Gather every line below that contains the string "clicks", and copy each one out in full. The match is case-sensitive.

- _Exercise inputs_:
*** Begin section ***
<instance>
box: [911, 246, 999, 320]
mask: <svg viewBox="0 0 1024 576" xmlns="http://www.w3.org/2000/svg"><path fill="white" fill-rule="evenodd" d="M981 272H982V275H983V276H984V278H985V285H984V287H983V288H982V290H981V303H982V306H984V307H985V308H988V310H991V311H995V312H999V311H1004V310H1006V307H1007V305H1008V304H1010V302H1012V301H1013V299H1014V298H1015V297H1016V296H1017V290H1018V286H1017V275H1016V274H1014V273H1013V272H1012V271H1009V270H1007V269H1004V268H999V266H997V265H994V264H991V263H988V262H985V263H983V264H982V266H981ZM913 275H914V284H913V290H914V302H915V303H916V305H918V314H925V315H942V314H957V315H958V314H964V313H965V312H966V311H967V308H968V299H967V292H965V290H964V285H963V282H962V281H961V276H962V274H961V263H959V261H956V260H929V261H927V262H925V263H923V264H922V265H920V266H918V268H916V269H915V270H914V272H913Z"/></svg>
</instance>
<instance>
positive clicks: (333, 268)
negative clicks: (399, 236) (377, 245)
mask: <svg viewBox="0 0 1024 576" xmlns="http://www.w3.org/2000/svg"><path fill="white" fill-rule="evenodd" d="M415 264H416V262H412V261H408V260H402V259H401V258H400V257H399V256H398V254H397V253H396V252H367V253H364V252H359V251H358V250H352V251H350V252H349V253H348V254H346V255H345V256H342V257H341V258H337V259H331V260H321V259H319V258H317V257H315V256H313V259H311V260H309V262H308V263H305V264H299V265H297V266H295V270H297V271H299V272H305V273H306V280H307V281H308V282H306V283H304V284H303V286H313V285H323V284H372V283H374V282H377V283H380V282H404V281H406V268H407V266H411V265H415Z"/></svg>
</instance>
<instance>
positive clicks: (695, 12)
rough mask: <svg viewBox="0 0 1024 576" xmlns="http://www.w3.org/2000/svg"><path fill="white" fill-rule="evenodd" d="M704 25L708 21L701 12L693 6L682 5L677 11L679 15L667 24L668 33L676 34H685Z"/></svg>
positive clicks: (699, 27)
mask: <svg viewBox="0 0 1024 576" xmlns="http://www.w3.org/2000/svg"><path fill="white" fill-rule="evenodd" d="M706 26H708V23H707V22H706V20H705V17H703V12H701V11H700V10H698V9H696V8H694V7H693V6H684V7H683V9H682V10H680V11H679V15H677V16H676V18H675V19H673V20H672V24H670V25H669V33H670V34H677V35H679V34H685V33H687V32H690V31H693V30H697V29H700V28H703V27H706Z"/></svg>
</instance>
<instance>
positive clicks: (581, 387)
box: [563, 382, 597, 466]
*** End section ***
*** Begin section ***
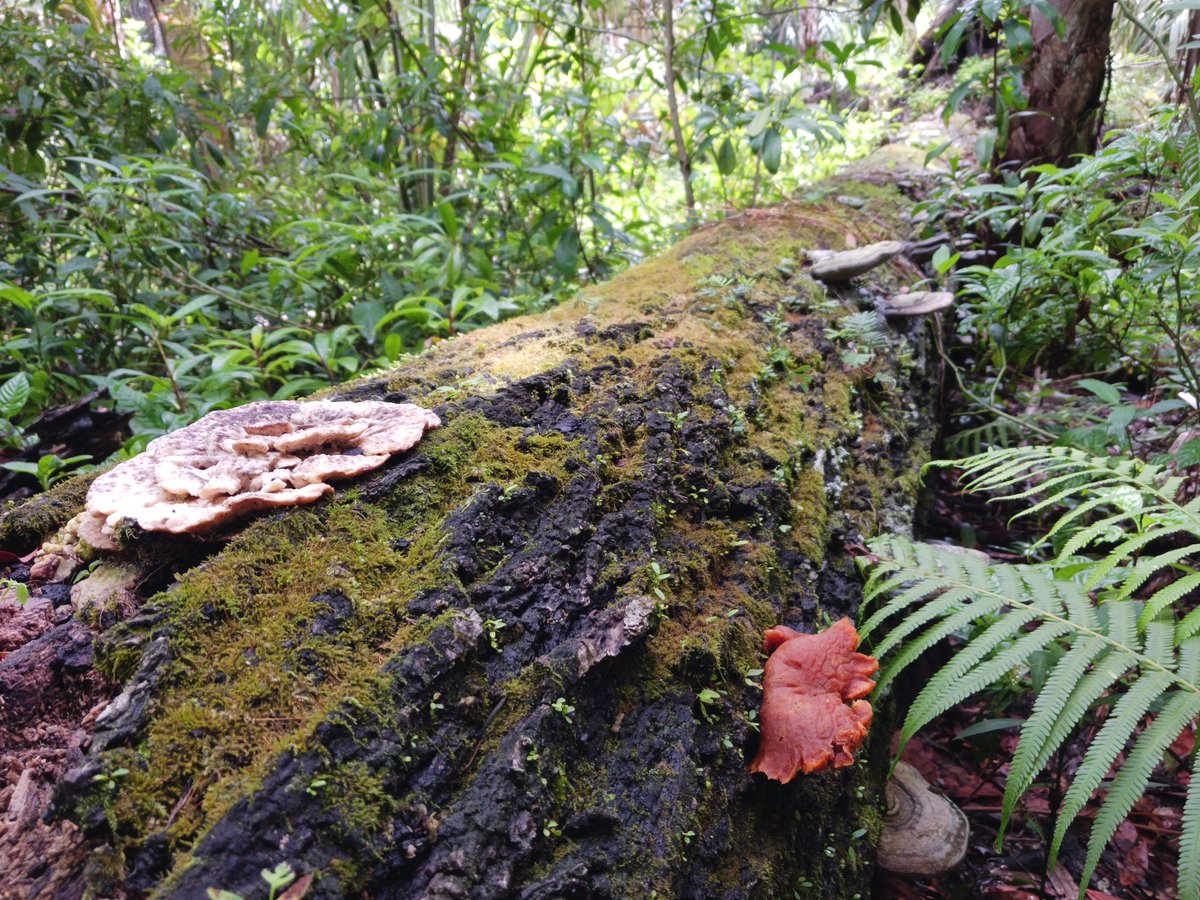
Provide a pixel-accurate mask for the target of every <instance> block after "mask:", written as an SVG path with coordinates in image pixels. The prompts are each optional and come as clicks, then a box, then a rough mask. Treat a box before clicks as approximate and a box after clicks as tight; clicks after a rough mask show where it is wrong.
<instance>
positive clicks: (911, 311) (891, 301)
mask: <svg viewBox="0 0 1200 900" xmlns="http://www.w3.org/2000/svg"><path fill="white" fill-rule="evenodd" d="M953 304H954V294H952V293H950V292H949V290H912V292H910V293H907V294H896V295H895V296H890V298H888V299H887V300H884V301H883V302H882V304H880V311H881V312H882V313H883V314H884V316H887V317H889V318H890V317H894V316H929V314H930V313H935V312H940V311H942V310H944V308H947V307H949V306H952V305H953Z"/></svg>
*** End section ***
- _Solution_:
positive clicks: (333, 268)
negative clicks: (399, 236) (377, 245)
positive clicks: (695, 12)
positive clicks: (699, 27)
positive clicks: (581, 387)
Provide a pixel-accurate mask for the target of every <instance> block after "mask:", written as an SVG path with coordinates in image pixels. The prompts are each optional and come as clicks, then a box, then a rough mask. Treat a box before clicks as approximate and a box after clicks as tight; clicks after a rough mask show where it is wrong.
positive clicks: (911, 311) (891, 301)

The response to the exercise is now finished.